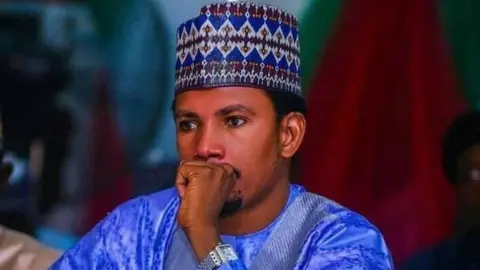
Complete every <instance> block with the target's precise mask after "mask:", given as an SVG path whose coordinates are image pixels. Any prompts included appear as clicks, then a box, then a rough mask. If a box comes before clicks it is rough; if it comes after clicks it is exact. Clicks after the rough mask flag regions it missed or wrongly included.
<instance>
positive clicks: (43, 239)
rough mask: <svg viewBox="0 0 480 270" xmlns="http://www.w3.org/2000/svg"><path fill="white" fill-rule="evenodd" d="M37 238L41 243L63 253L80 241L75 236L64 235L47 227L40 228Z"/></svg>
mask: <svg viewBox="0 0 480 270" xmlns="http://www.w3.org/2000/svg"><path fill="white" fill-rule="evenodd" d="M36 238H37V239H38V241H39V242H40V243H42V244H44V245H46V246H48V247H50V248H53V249H57V250H62V251H64V250H67V249H69V248H71V247H72V246H74V245H75V244H76V243H77V242H78V240H79V237H76V236H74V235H71V234H67V233H62V232H59V231H56V230H53V229H50V228H46V227H39V228H38V229H37V232H36Z"/></svg>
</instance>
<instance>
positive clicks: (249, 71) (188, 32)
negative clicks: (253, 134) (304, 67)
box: [175, 2, 302, 96]
mask: <svg viewBox="0 0 480 270" xmlns="http://www.w3.org/2000/svg"><path fill="white" fill-rule="evenodd" d="M221 86H247V87H255V88H261V89H265V90H272V91H284V92H291V93H293V94H295V95H298V96H302V91H301V86H300V46H299V38H298V21H297V19H296V18H295V17H294V16H293V15H291V14H289V13H287V12H285V11H283V10H280V9H278V8H276V7H272V6H268V5H261V4H256V3H252V2H229V3H218V4H211V5H206V6H204V7H203V8H202V9H201V11H200V15H199V16H197V17H195V18H193V19H191V20H188V21H186V22H184V23H183V24H181V25H180V26H179V28H178V30H177V48H176V66H175V93H176V94H177V93H180V92H182V91H186V90H193V89H202V88H213V87H221Z"/></svg>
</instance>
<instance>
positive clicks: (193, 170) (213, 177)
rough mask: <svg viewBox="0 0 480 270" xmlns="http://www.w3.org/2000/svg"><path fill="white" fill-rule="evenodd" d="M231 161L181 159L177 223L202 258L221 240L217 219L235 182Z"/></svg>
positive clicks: (199, 256) (178, 179) (191, 244)
mask: <svg viewBox="0 0 480 270" xmlns="http://www.w3.org/2000/svg"><path fill="white" fill-rule="evenodd" d="M235 180H236V176H235V172H234V169H233V167H232V166H231V165H228V164H212V163H208V162H204V161H184V162H182V163H180V166H179V168H178V172H177V179H176V181H175V186H176V188H177V190H178V193H179V194H180V197H181V199H182V201H181V204H180V209H179V212H178V223H179V224H180V226H181V227H182V228H183V230H184V232H185V234H186V235H187V237H188V238H189V240H190V244H191V245H192V248H193V249H194V251H195V253H196V255H197V259H198V260H202V259H203V258H204V257H205V256H207V254H208V253H209V252H210V251H211V250H212V249H213V248H214V247H215V246H216V245H217V244H218V243H219V242H220V232H219V229H218V220H219V215H220V212H221V211H222V208H223V205H224V203H225V201H226V200H227V199H228V197H229V196H230V193H231V191H232V189H233V187H234V186H235Z"/></svg>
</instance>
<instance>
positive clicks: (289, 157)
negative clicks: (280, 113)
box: [280, 112, 307, 158]
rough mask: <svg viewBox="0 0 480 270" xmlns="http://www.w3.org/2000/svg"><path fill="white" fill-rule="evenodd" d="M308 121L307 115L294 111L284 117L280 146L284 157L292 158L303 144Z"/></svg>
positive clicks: (281, 123) (280, 126)
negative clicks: (303, 114)
mask: <svg viewBox="0 0 480 270" xmlns="http://www.w3.org/2000/svg"><path fill="white" fill-rule="evenodd" d="M306 127H307V123H306V121H305V116H304V115H303V114H301V113H298V112H292V113H289V114H287V115H286V116H284V117H283V119H282V121H281V122H280V143H281V145H280V147H281V155H282V157H283V158H291V157H293V155H295V153H296V152H297V150H298V148H299V147H300V145H301V144H302V141H303V137H304V136H305V130H306Z"/></svg>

#### Work request:
Update the records above by changing every "rough mask" to "coarse mask" and keeping everything else the same. Leave out the pictures.

#### Response box:
Complete every <instance> block with the target's precise mask after "mask:", given as an SVG path whose coordinates are image pixels. Any prompts included appear as clicks, then a box, then a coarse mask. If a box comes before clicks it is rough; if it comes after clicks it is exact. Clicks after the coarse mask flag regions it missed or wrongly included.
<instance>
positive clicks: (43, 239)
coarse mask: <svg viewBox="0 0 480 270" xmlns="http://www.w3.org/2000/svg"><path fill="white" fill-rule="evenodd" d="M37 238L41 243L63 253L80 241L75 236L64 235L47 227L40 228Z"/></svg>
mask: <svg viewBox="0 0 480 270" xmlns="http://www.w3.org/2000/svg"><path fill="white" fill-rule="evenodd" d="M36 238H37V239H38V241H39V242H40V243H42V244H44V245H46V246H48V247H50V248H53V249H57V250H62V251H64V250H67V249H69V248H71V247H72V246H74V245H75V244H76V243H77V242H78V240H79V237H76V236H74V235H71V234H67V233H62V232H59V231H56V230H53V229H50V228H46V227H39V228H38V229H37V232H36Z"/></svg>
</instance>
<instance>
positive clicks: (249, 71) (188, 32)
negative clicks: (253, 134) (304, 67)
box: [175, 2, 302, 96]
mask: <svg viewBox="0 0 480 270" xmlns="http://www.w3.org/2000/svg"><path fill="white" fill-rule="evenodd" d="M221 86H247V87H255V88H261V89H265V90H272V91H284V92H291V93H293V94H295V95H298V96H302V91H301V86H300V46H299V38H298V21H297V19H296V18H295V17H294V16H293V15H291V14H289V13H287V12H285V11H283V10H280V9H278V8H276V7H272V6H268V5H261V4H256V3H252V2H229V3H218V4H211V5H206V6H204V7H203V8H202V9H201V11H200V15H199V16H197V17H195V18H193V19H191V20H188V21H186V22H184V23H183V24H181V25H180V26H179V28H178V30H177V48H176V66H175V93H176V94H177V93H180V92H182V91H186V90H193V89H202V88H213V87H221Z"/></svg>
</instance>
<instance>
positive clicks: (193, 170) (213, 177)
coarse mask: <svg viewBox="0 0 480 270" xmlns="http://www.w3.org/2000/svg"><path fill="white" fill-rule="evenodd" d="M231 161L181 159L177 223L202 258L221 240L217 219L235 182Z"/></svg>
positive clicks: (199, 256) (178, 179) (191, 244)
mask: <svg viewBox="0 0 480 270" xmlns="http://www.w3.org/2000/svg"><path fill="white" fill-rule="evenodd" d="M235 180H236V176H235V172H234V169H233V167H232V166H231V165H228V164H212V163H208V162H204V161H184V162H182V163H180V166H179V168H178V172H177V179H176V181H175V186H176V188H177V190H178V193H179V194H180V197H181V199H182V201H181V204H180V209H179V212H178V223H179V224H180V226H181V227H182V228H183V230H184V232H185V234H186V235H187V237H188V238H189V240H190V244H191V245H192V248H193V249H194V251H195V253H196V255H197V259H198V260H202V259H203V258H204V257H205V256H207V254H208V253H209V252H210V251H211V250H212V249H213V248H214V247H215V246H216V245H217V244H218V243H219V242H220V232H219V229H218V220H219V215H220V212H221V211H222V208H223V205H224V203H225V201H226V200H227V199H228V197H229V196H230V193H231V191H232V189H233V187H234V186H235Z"/></svg>
</instance>
<instance>
positive clicks: (289, 157)
negative clicks: (280, 113)
box: [280, 112, 307, 158]
coarse mask: <svg viewBox="0 0 480 270" xmlns="http://www.w3.org/2000/svg"><path fill="white" fill-rule="evenodd" d="M308 121L307 115L294 111L284 117L280 146L284 157L292 158L303 144Z"/></svg>
positive clicks: (281, 123) (280, 126)
negative clicks: (303, 114)
mask: <svg viewBox="0 0 480 270" xmlns="http://www.w3.org/2000/svg"><path fill="white" fill-rule="evenodd" d="M306 127H307V123H306V121H305V116H304V115H303V114H301V113H298V112H292V113H289V114H287V115H286V116H284V117H283V119H282V121H281V122H280V143H281V145H280V147H281V155H282V157H283V158H291V157H293V155H295V153H296V152H297V150H298V148H299V147H300V145H301V144H302V141H303V137H304V136H305V130H306Z"/></svg>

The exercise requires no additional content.